_Provided text_
=== Section Start ===

Monday, 10 December 2012

Monday Morning Book Club - Favourite Reads of 2012

1. Crossing To Safety by Wallace Stegner

Our Shearer's second Monday of the month book club opted to read Wallace Stegner's Crossing To Safety following an extraordinarily positive endorsement by all on the panel of ABC TV July's First Tuesday Book Club.
Our group was unanimously equally smitten, and, by a long shot, voted it as our favourite book this year.
The novel recounts a long adult friendship between two couples who meet in 1937, and, over the following four decades, by a quiet, but totally engaging narrative alchemy of flashback and reflection, we learn of the highs and lows of their marriages, their aspirations, and the complex bonds and strains of their friendship.
Stegner's characterisation is gifted, with his characters drawn with such psychological accuracy, depth and insight, they resonate as if they are real people.
Truly, a masterpiece.

=== Section End ===

_What is expected_
Answer these questions using the book club post.
1. On which program did the panel's endorsement lead the group to choose the novel?
2. In what year do the two couples in the novel meet?
3. Over how many decades does the novel follow their friendship?

_Supplied material_
=== Section Start ===

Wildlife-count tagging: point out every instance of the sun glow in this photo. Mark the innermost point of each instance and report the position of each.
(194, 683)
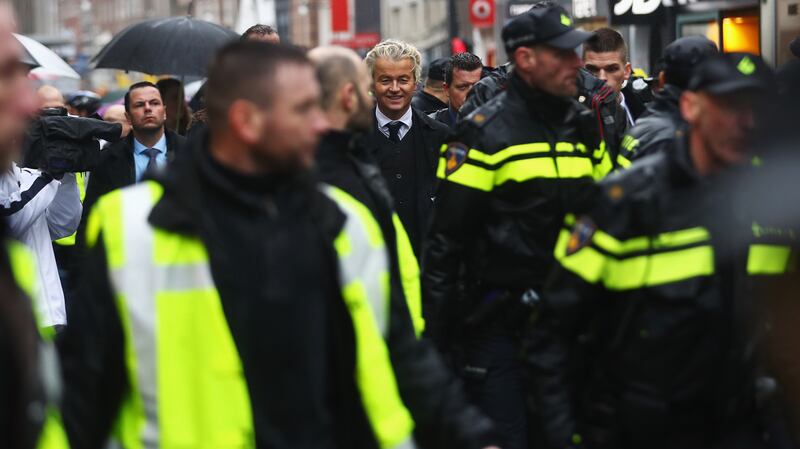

=== Section End ===

_Response_
1. ABC TV's First Tuesday Book Club (the July program)
2. 1937
3. Four decades